Exercise: Could you copy exactly the lines below from the one with "target: gray concrete wall" to the one with "target: hand", inclusive, leaving out any pictures?

Stored entries:
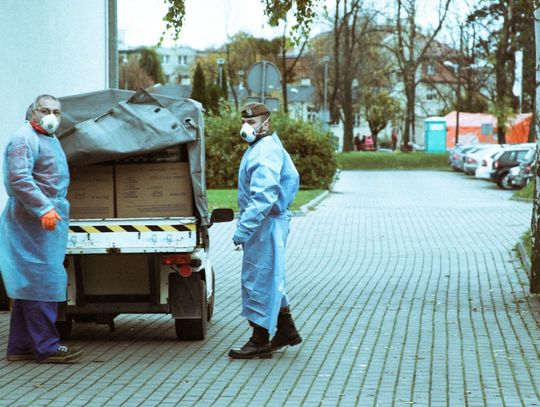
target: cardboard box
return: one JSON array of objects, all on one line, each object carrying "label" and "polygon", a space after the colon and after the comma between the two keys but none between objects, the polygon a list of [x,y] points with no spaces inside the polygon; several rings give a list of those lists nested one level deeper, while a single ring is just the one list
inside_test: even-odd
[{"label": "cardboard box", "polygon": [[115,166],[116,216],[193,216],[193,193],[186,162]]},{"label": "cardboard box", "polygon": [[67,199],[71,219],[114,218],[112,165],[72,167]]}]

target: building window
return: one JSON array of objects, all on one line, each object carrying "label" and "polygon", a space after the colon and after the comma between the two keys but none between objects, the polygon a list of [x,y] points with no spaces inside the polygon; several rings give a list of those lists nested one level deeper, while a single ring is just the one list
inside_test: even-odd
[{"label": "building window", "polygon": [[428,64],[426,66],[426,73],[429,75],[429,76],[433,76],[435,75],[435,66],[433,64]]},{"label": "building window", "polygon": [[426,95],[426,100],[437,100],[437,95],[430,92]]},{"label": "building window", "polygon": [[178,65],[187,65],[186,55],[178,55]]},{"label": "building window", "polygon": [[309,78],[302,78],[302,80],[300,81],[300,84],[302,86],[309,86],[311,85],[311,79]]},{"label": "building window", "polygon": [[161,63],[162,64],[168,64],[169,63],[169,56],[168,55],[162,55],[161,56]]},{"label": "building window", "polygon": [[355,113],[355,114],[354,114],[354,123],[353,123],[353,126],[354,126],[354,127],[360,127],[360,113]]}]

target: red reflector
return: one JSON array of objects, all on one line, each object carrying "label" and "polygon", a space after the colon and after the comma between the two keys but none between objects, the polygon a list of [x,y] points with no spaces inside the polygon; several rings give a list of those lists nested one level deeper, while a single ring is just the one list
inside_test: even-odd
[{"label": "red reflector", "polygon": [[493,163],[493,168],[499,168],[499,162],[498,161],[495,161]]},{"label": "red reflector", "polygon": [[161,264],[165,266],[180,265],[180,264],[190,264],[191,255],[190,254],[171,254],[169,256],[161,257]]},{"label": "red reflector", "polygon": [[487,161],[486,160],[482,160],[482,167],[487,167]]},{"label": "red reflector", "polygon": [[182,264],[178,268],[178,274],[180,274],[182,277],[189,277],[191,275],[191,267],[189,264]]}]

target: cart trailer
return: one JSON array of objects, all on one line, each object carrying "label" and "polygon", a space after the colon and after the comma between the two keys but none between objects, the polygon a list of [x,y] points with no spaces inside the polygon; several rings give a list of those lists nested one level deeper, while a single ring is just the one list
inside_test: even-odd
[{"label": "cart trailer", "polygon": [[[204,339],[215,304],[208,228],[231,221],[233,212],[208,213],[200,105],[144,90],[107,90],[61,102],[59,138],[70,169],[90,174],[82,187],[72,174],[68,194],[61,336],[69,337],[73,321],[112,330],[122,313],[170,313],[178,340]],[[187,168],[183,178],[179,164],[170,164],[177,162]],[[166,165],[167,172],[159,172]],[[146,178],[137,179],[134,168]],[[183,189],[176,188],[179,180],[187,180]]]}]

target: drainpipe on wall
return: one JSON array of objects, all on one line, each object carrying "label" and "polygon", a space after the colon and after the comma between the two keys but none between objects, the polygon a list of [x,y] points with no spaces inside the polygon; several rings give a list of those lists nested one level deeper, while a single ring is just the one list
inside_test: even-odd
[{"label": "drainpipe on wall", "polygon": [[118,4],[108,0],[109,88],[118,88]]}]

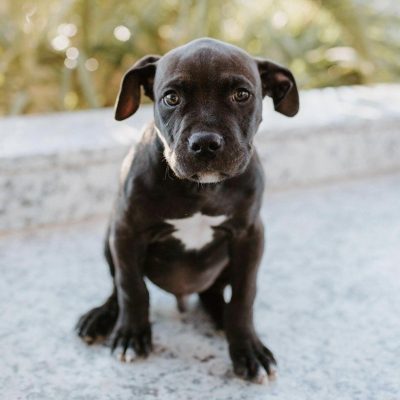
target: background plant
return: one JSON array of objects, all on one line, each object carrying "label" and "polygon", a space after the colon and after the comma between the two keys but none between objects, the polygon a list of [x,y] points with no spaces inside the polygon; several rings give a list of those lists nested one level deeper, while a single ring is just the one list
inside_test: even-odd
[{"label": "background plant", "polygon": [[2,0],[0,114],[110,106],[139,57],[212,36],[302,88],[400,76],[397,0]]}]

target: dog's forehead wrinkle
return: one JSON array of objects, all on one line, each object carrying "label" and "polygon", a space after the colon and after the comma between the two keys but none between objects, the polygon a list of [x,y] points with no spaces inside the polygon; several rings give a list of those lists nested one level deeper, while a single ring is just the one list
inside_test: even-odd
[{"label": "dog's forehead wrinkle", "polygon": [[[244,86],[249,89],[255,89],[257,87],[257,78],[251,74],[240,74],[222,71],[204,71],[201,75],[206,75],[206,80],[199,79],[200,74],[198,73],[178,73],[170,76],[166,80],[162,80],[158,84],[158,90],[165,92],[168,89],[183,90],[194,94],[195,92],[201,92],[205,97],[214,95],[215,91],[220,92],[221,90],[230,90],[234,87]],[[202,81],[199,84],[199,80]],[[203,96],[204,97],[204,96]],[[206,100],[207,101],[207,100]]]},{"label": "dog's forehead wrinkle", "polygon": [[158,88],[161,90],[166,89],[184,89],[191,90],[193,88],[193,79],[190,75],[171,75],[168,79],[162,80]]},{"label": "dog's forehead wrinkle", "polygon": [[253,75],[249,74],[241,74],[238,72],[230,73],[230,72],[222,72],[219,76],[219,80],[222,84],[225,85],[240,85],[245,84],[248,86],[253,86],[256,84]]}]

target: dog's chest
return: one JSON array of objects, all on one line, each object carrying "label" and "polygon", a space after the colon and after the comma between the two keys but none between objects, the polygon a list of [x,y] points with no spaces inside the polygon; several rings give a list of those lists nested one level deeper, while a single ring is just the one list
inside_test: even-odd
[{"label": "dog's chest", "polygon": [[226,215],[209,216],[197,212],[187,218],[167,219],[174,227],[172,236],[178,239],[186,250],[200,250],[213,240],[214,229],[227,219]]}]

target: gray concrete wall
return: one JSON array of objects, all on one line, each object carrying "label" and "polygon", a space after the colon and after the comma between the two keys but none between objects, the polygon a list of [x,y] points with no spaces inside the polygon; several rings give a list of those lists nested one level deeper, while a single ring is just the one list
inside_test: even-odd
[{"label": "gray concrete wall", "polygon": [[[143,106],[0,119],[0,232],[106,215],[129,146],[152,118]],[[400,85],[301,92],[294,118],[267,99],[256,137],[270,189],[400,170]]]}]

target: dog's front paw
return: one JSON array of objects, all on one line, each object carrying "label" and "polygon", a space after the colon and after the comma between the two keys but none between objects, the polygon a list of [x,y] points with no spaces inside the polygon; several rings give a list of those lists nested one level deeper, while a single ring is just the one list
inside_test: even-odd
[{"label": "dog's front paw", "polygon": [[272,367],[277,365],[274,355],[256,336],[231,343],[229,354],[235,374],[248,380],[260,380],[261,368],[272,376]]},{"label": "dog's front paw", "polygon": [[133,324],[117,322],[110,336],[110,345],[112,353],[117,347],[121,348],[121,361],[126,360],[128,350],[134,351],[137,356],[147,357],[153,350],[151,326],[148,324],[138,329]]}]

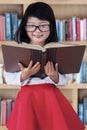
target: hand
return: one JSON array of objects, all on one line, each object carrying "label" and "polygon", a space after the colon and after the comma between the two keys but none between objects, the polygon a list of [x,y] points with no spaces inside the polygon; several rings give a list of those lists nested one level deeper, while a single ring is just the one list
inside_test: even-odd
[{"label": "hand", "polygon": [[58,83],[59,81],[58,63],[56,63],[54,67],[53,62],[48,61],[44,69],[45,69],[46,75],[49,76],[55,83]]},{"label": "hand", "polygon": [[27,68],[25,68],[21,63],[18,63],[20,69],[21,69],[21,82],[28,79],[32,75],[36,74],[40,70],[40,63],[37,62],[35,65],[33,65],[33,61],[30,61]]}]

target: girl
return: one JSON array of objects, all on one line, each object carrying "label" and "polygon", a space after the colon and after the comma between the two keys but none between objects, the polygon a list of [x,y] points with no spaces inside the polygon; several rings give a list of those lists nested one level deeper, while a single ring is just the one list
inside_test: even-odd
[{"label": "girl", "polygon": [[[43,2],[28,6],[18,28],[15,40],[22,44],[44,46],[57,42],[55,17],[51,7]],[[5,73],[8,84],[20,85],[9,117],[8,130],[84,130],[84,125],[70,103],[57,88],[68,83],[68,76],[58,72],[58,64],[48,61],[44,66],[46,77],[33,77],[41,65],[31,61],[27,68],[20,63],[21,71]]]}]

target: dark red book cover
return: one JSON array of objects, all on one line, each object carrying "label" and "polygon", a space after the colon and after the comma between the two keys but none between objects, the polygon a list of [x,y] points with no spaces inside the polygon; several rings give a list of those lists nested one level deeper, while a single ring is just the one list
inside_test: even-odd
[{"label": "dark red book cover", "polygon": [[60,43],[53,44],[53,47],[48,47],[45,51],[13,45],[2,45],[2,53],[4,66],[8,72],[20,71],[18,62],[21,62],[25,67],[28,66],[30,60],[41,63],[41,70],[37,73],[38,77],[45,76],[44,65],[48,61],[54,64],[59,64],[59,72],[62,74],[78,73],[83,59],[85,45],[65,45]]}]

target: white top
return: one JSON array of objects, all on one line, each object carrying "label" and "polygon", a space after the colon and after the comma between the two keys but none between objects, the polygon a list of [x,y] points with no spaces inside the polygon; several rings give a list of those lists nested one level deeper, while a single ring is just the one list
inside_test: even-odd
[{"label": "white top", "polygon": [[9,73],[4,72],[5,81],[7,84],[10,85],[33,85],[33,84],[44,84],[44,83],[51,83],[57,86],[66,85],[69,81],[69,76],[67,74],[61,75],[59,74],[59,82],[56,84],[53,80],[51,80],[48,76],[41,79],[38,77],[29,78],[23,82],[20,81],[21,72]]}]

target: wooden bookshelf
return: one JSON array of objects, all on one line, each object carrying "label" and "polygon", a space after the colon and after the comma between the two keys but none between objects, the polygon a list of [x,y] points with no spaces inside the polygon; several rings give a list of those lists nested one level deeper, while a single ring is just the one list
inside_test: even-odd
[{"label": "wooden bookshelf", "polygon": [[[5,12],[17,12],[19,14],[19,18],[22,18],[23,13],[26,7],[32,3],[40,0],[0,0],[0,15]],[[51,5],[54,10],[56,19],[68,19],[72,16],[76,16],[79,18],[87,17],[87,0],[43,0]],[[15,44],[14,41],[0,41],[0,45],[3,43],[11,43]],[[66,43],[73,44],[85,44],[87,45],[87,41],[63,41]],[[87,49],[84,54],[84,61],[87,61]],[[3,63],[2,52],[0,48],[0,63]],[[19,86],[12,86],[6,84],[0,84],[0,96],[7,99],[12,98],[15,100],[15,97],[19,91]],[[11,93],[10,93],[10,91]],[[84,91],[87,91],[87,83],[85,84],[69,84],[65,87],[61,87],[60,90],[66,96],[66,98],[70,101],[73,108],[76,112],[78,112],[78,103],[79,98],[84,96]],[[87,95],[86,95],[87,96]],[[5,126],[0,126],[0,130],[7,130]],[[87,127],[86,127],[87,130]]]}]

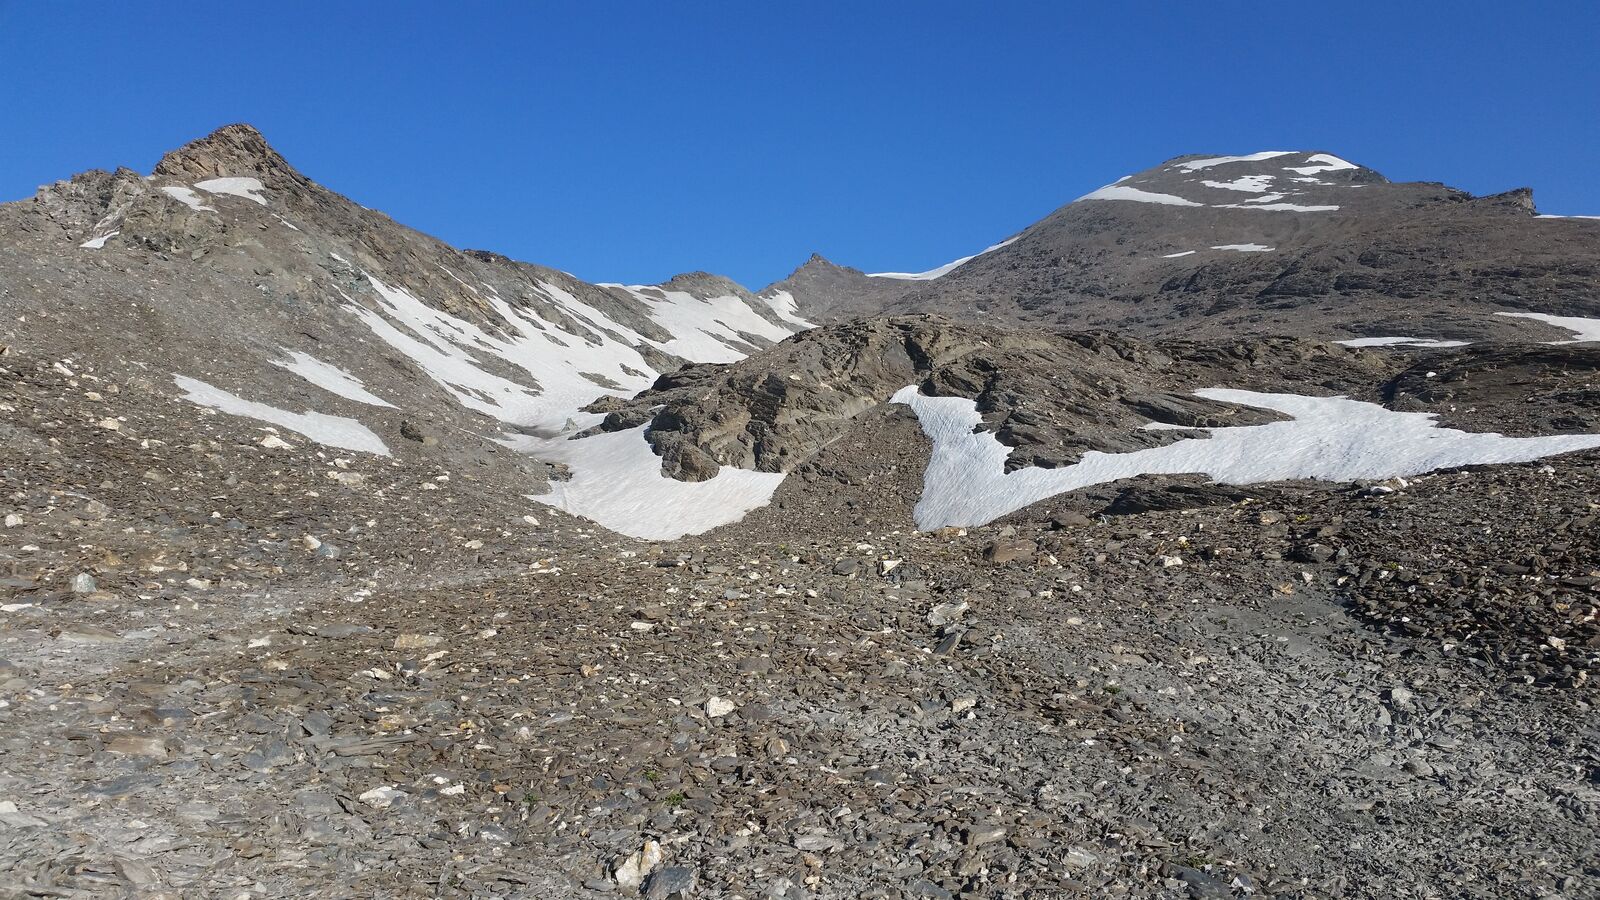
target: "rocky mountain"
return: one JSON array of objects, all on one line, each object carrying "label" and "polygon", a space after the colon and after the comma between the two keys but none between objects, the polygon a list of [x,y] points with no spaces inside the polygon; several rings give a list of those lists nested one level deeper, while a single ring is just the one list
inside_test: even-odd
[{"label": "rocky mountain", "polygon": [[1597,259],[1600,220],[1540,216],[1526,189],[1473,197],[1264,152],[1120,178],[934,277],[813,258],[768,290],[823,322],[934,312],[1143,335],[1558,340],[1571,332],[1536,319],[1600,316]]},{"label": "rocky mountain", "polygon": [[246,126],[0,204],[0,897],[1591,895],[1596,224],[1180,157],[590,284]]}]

Finished exercise:
target: gray concrete wall
return: one JSON array of objects, all on one line, each object carrying "label" and "polygon", a space after the colon and after the comma between the two keys but none between objects, the polygon a list of [x,y] points with no spaces inside the polygon; several rings give a list of those lists nested one level deeper, while a single ring is just the one list
inside_test: even-odd
[{"label": "gray concrete wall", "polygon": [[[143,106],[0,119],[0,232],[106,215],[129,146],[152,118]],[[400,85],[301,92],[294,118],[267,99],[256,137],[270,189],[400,170]]]}]

target: dog's front paw
return: one JSON array of objects, all on one line, each object carrying "label" and "polygon", a space after the colon and after the comma between the two keys but none between objects, the polygon a list of [x,y] points with no spaces inside the polygon; several rings give a list of those lists nested one level deeper, while a single ring is just the one list
inside_test: even-odd
[{"label": "dog's front paw", "polygon": [[272,367],[277,365],[274,355],[256,336],[231,343],[229,354],[235,374],[248,380],[260,380],[261,368],[272,376]]},{"label": "dog's front paw", "polygon": [[133,324],[117,322],[110,336],[110,345],[112,353],[117,347],[121,348],[121,361],[126,360],[128,350],[134,351],[137,356],[147,357],[153,350],[151,326],[148,324],[138,329]]}]

target: hand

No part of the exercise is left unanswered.